_Do this_
Copy out the entries exactly, from the first line to the last.

_Data provided_
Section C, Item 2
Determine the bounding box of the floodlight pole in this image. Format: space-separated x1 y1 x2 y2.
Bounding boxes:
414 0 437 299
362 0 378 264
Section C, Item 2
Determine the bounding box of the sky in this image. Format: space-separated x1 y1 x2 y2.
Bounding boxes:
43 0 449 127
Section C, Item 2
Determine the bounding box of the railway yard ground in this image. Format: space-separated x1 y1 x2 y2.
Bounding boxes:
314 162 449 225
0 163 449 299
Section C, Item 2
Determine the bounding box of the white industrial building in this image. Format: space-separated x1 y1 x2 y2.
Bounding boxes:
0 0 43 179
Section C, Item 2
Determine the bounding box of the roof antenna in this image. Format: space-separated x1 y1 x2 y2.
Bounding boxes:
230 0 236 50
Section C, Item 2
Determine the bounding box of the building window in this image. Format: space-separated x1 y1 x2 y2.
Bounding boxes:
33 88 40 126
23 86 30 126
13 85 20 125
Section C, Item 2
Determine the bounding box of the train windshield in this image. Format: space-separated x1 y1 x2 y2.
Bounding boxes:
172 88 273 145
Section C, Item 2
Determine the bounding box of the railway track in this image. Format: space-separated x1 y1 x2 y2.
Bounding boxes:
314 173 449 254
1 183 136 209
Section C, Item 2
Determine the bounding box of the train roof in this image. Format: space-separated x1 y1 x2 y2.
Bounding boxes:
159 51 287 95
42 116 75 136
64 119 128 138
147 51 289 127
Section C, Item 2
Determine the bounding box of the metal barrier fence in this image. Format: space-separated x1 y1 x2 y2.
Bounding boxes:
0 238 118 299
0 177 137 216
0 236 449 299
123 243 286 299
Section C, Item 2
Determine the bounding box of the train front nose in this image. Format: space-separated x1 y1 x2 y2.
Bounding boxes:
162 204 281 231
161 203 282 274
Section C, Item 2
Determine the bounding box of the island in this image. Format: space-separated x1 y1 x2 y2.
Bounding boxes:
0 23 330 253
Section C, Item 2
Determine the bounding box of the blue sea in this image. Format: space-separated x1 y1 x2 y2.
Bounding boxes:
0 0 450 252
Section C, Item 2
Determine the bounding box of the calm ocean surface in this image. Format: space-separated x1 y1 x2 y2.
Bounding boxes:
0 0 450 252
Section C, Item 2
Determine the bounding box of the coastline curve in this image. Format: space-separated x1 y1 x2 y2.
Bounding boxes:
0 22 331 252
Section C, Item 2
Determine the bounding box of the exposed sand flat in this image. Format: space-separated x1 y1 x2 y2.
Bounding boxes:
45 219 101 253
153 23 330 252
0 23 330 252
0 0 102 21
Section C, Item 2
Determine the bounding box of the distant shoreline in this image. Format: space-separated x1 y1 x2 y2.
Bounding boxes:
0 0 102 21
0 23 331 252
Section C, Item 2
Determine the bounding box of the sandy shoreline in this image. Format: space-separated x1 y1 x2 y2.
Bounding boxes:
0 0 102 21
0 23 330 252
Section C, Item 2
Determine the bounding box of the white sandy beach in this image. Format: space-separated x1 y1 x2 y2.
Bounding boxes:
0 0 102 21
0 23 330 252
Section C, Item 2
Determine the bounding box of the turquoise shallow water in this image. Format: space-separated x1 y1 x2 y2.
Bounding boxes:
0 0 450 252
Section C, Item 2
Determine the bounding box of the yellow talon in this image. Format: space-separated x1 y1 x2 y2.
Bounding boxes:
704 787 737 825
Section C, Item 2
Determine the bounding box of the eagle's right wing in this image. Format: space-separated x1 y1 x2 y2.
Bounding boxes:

_Result of this exercise_
Section C, Item 2
Determine the bounding box of the floodlight pole in this image. Format: space-separated x1 y1 x2 y2.
Bounding boxes:
414 0 437 299
362 0 378 264
Section C, Item 2
Determine the bounding box of the sky in this image. Format: space-separated x1 y1 x2 y2.
Bounding boxes:
43 0 449 127
Section C, Item 2
Determine the bounding box of the railway yard ground in this image. Format: space-separated x1 y1 x2 y2.
Bounding boxes:
314 162 449 225
0 163 449 299
Section C, Item 2
Determine the bounding box of the white industrial building in this image. Format: space-separated x1 y1 x2 y2.
Bounding boxes:
0 0 43 179
Section C, Item 2
Determine the bounding box of the roof antenna in this image. Format: space-separated x1 y1 x2 y2.
Bounding boxes:
230 0 236 50
Section C, Item 2
Determine the bounding box of the building window in this image. Format: space-separated x1 y1 x2 y2.
Bounding boxes:
33 88 40 126
23 86 30 126
13 85 20 125
Section C, Item 2
Determine the bounding box of the train windshield in this image. Format: space-separated x1 y1 x2 y2.
Bounding boxes:
172 88 273 145
Section C, Item 2
Determine the bounding box of the railway track in this image. Format: space-separated x1 y1 x2 y2.
Bounding boxes:
314 173 449 254
1 183 136 209
Section C, Item 2
Determine the bounding box of the train roof in this image. Format: space-separated x1 y1 x2 y2.
Bounding boxes:
159 51 287 95
42 116 75 136
64 119 128 138
147 51 289 127
Section C, Item 2
Determine the bounding box of the metal barrier fence in this image. Format: space-separated x1 y1 x2 y2.
Bounding boxes:
0 238 118 299
0 177 137 216
0 236 449 299
123 243 286 299
Section C, Item 2
Determine the bounding box of the train front nose in this image. Format: space-separated x1 y1 x2 y2.
Bounding boxes:
162 204 281 231
161 203 282 274
Section C, Item 2
Determine the bounding box of the island in this image. Format: space-separated x1 y1 x2 y2.
Bounding boxes:
0 23 330 253
Section C, Item 2
Determine the bounding box of the blue sea in this image. Format: space-separated x1 y1 x2 y2.
Bounding boxes:
0 0 450 252
Section C, Item 2
Determine the bounding box of the calm ocean surface in this image. Format: space-separated x1 y1 x2 y2.
Bounding boxes:
0 0 450 252
Section C, Item 2
Determine the bounding box of the coastline curve in this image. Format: space-separated x1 y1 x2 y2.
Bounding boxes:
0 22 331 252
Section C, Item 2
Determine the bounding box of the exposed sand flat in this image. Format: space-separated x1 y1 x2 y2.
Bounding boxes:
45 219 101 253
153 23 330 252
0 23 330 252
0 0 102 21
Section C, Item 2
Determine the bounding box of the distant shoreline in this image. Format: space-separated x1 y1 x2 y2.
Bounding boxes:
0 0 102 21
0 23 331 252
Section C, Item 2
Determine the bounding box of the sandy shoreline in this image. Format: space-separated x1 y1 x2 y2.
Bounding boxes:
0 0 102 21
0 23 330 252
Section C, Item 2
Determine the bounding box of the white sandy beach in this image. Format: space-separated x1 y1 x2 y2.
Bounding boxes:
0 0 102 21
0 23 330 252
Section C, Item 2
Determine the bounding box of the turquoise shallow water in this image. Format: space-separated x1 y1 x2 y2.
Bounding boxes:
0 0 450 252
Section C, Item 2
Determine the bounding box of the yellow talon in this image. Format: space-separated x1 y1 x2 y2.
Bounding boxes:
704 787 737 825
Section C, Item 2
Determine the bounding box of the eagle's right wing in this image. Format: space-separated x1 y1 x2 y2.
Bounding boxes:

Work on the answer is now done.